**Excerpted passage**

| Bug #19649 | Extremely slow join | ||
|---|---|---|---|
| Submitted: | 9 May 2006 17:57 | Modified: | 10 Oct 2006 18:58 |
| Reporter: | Andre Timmer | Email Updates: | |
| Status: | Closed | Impact on me: | |
| Category: | MySQL Server: Optimizer | Severity: | S2 (Serious) |
| Version: | 5.0.25-BK, 5.0.18 | OS: | Solaris (Solaris) |
| Assigned to: | Sergey Petrunya | CPU Architecture: | Any |
[9 May 2006 18:27]
Andre Timmer
Want to upload the data, it's too big (30MB zipped). Unless you guys know about this problem / behaviour you need this many data to reproduce.
[10 May 2006 9:22]
Hartmut Holzgraefe
Could you add the EXPLAIN output for the queries to this bug report? And if you want to provide your test data you can upload it to ftp://ftp.mysql.com/pub/mysql/upload Please use a file name that starts with bug19649_ if you do so and drop a note on this bug report giving the exact file name you uploaded.
[10 May 2006 10:44]
Andre Timmer
mysql> explain
-> select count(*)
-> from rawdata_organisaties_marktselect aa
-> , sleutel bb
-> where aa.bkwi_lrrkvk_inschrijfnr_kvk = bb.inschrijfnr_kvk
-> and aa.bkwi_lrrkvk_volgnr_kvk = bb.volgnr_kvk
-> and aa.lrrorg != bb.lrrorg;
+----+-------------+-------+------+-------------------------------------+-----------------+---------+------------------------------------------------------------------+--------+-------------+
| id | select_type | table | type | possible_keys | key | key_len | ref | rows | Extra |
+----+-------------+-------+------+-------------------------------------+-----------------+---------+------------------------------------------------------------------+--------+-------------+
| 1 | SIMPLE | aa | ALL | rawdata_organisaties_marktselect_i3 | NULL | NULL | NULL | 426601 | |
| 1 | SIMPLE | bb | ref | ref_sleutel_uk1 | ref_sleutel_uk1 | 8 | bbr.aa.bkwi_lrrkvk_inschrijfnr_kvk,bbr.aa.bkwi_lrrkvk_volgnr_kvk | 1 | Using where |
+----+-------------+-------+------+-------------------------------------+-----------------+---------+------------------------------------------------------------------+--------+-------------+
Uploaded file "bug19649_ if_slow-join-data.sql.tgz".

**Recorded information**
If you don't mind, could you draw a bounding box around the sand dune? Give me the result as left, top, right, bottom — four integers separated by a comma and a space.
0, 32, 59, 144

**Written exercise**
Please mark each of the statements below as yes or no to say whether it agrees with the bug report above. Back each verdict with the deciding words of the report, quoted exactly.
1. The bug report gives Linux as the operating system.
2. Andre Timmer says the data is 30MB when zipped.
3. Hartmut Holzgraefe asks that an uploaded file's name start with bug19649_.

**Answer to the exercise**
1. No: "Solaris (Solaris)"
2. Yes: "it's too big (30MB zipped)"
3. Yes: "Please use a file name that starts with bug19649_"